◆ SOURCE EXCERPT ◆

Napoléon, comte Daru (11 June 1807 – 20 February 1890), was a French soldier and politician.

Career

Napoléon Daru was born on 12 June 1807 in Paris.
He was the son of Pierre Daru and godson of Napoleon and Joséphine.
He studied at the lycée Louis-le-Grand, then at the l'Ecole polytechnique and at the l'Ecole militaire d'application in Metz. After becoming second-lieutenant of artillery in 1830, he participated with military honor in the French conquest of Algeria. He became peer of France in 1833.

During the French Second Republic he was a member of the National Constituent Assembly for Manche from 7 January 1849 to 26 May 1849, and a member of the National Legislative Assembly for Manche from 13 May 1849 to 8 December 1851.
During the Second French Empire he was a member of the Corps législatif for Manche from 6 June 1869 to 4 September 1870.
He was a member of the Académie des Sciences Morales et Politiques in 1860, and minister of foreign affairs in the cabinet of Émile Ollivier in 1870.

After Léon Gambetta dissolved the departmental general councils on 26 December 1870 Daru and Arthur Legrand, protested the measure.

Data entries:
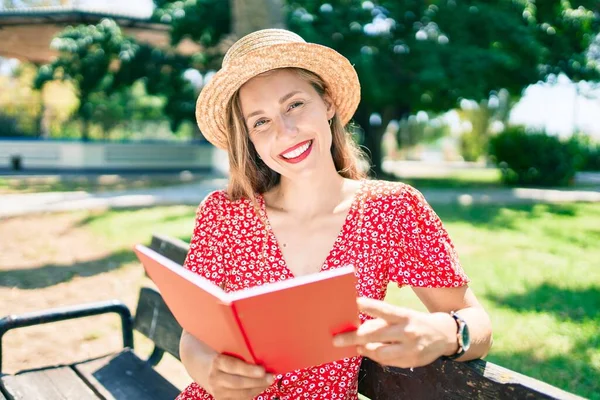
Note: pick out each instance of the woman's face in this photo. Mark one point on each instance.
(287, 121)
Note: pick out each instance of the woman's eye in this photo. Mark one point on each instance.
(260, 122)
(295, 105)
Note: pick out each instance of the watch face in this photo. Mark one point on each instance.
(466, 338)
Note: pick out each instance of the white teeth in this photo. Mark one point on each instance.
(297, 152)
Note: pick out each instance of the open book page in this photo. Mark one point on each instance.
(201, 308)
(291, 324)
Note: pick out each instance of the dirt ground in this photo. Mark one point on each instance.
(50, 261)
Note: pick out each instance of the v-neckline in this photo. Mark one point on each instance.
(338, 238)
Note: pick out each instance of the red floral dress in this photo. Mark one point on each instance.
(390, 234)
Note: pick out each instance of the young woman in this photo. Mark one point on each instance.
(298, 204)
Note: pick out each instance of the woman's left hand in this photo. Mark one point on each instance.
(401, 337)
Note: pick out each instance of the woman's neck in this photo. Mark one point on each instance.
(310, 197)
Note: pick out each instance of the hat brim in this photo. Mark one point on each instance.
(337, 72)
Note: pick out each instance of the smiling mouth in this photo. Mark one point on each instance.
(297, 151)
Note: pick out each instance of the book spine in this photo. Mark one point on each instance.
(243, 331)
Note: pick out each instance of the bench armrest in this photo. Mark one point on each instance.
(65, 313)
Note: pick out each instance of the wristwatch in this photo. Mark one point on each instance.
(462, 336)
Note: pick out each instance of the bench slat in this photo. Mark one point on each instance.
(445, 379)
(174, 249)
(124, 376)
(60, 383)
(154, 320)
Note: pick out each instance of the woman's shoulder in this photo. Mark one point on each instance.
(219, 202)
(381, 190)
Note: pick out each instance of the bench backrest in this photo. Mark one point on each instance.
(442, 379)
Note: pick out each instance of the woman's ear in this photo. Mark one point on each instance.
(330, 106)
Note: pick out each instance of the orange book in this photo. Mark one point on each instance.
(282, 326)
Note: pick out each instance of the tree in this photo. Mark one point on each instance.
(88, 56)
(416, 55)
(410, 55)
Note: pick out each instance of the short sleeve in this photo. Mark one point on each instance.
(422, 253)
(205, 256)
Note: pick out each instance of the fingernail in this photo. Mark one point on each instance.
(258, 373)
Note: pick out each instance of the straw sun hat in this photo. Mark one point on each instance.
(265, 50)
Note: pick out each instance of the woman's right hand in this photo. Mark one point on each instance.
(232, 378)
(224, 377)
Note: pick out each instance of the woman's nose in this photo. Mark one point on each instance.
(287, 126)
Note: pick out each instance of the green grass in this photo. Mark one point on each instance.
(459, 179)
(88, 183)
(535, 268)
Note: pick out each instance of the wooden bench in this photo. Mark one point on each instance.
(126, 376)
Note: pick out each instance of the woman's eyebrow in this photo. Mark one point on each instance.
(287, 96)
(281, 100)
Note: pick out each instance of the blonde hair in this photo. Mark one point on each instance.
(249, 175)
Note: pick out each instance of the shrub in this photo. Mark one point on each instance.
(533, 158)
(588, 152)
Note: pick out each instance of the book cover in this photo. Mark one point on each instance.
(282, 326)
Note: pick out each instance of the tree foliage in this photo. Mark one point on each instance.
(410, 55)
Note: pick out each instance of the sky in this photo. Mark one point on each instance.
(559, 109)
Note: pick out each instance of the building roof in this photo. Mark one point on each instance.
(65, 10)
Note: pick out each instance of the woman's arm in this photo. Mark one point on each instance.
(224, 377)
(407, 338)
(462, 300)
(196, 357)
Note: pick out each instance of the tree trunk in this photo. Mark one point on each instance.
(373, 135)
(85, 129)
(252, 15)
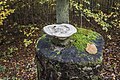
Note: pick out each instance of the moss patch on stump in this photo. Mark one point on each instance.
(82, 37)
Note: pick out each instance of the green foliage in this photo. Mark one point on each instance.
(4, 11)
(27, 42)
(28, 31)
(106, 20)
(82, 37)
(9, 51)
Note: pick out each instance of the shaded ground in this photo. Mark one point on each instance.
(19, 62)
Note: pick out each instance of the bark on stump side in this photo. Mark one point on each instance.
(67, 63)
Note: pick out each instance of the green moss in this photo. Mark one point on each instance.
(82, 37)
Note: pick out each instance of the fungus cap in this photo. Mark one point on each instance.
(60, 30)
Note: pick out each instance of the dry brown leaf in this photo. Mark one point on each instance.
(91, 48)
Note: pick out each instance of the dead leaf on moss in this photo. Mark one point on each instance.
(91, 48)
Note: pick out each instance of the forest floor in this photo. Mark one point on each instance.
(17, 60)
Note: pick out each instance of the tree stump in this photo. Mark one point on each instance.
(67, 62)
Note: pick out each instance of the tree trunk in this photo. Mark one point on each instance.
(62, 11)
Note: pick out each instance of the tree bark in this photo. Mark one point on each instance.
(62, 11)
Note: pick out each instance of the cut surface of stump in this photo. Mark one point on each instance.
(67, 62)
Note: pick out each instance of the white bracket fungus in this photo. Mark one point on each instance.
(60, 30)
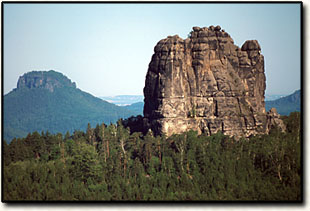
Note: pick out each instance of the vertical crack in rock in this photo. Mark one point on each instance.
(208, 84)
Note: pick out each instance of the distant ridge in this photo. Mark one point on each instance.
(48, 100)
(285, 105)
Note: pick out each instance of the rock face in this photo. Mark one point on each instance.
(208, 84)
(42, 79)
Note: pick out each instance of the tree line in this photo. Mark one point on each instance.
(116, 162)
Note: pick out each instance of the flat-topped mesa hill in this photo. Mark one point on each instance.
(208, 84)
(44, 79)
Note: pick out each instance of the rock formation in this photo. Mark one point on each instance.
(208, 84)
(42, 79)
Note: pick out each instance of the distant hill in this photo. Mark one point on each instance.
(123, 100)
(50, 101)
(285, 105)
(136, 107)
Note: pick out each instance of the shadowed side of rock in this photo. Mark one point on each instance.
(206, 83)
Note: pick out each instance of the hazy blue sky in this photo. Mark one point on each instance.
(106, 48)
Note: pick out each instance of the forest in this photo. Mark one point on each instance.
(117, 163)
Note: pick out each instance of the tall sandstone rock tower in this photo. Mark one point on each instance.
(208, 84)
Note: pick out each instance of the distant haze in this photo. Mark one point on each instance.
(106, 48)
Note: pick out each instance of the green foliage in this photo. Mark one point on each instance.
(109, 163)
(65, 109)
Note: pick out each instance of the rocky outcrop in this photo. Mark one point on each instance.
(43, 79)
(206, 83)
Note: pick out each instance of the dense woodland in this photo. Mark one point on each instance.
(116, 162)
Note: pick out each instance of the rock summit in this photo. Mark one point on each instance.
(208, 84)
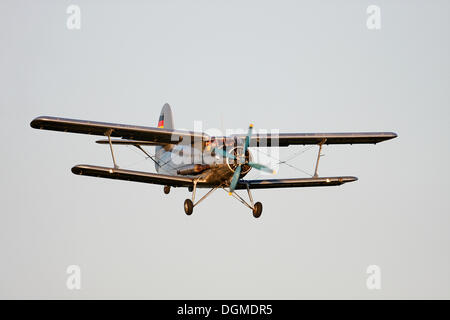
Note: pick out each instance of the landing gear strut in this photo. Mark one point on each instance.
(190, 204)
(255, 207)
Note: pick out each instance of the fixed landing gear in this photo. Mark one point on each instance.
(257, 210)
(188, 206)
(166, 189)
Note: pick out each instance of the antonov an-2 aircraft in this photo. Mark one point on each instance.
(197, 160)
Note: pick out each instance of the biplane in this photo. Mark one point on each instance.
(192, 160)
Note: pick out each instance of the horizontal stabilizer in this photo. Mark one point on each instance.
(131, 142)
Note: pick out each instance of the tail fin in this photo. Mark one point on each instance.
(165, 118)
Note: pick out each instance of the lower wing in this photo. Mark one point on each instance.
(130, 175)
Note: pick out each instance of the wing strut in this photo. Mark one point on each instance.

◆ PROBLEM SET ◆
A. According to the Napoléon Daru biography, in whose cabinet did he serve as minister of foreign affairs?
B. Reproduce the passage of the Napoléon Daru biography starting at "Napoléon, comte Daru" and ending at "4 September 1870.".
C. Carry on the Napoléon Daru biography from its final sentence.

◆ ANSWERS PER TASK ◆
A. He served in the cabinet of Émile Ollivier, in 1870.

B.
Napoléon, comte Daru (11 June 1807 – 20 February 1890), was a French soldier and politician.

Career

Napoléon Daru was born on 12 June 1807 in Paris.
He was the son of Pierre Daru and godson of Napoleon and Joséphine.
He studied at the lycée Louis-le-Grand, then at the l'Ecole polytechnique and at the l'Ecole militaire d'application in Metz. After becoming second-lieutenant of artillery in 1830, he participated with military honor in the French conquest of Algeria. He became peer of France in 1833.

During the French Second Republic he was a member of the National Constituent Assembly for Manche from 7 January 1849 to 26 May 1849, and a member of the National Legislative Assembly for Manche from 13 May 1849 to 8 December 1851.
During the Second French Empire he was a member of the Corps législatif for Manche from 6 June 1869 to 4 September 1870.

C.
During the French Third Republic Daru was a member of the National Assembly for Manche from 8 February 1871 to 7 March 1876. He belonged to the Orléanist parliamentary group, Centre droit.
He was a member of the senate from 30 January 1876 to 4 January 1879.
Napoléon Daru died on 20 June 1890 in Paris.

References

Sources

1807 births
1890 deaths
Politicians from Paris
Counts of France
Party of Order politicians
Orléanists
Government ministers of France
Members of the Chamber of Peers of the July Monarchy
Members of the 1848 Constituent Assembly
Members of the National Legislative Assembly of the French Second Republic
Members of the 4th Corps législatif of the Second French Empire
Members of the National Assembly (1871)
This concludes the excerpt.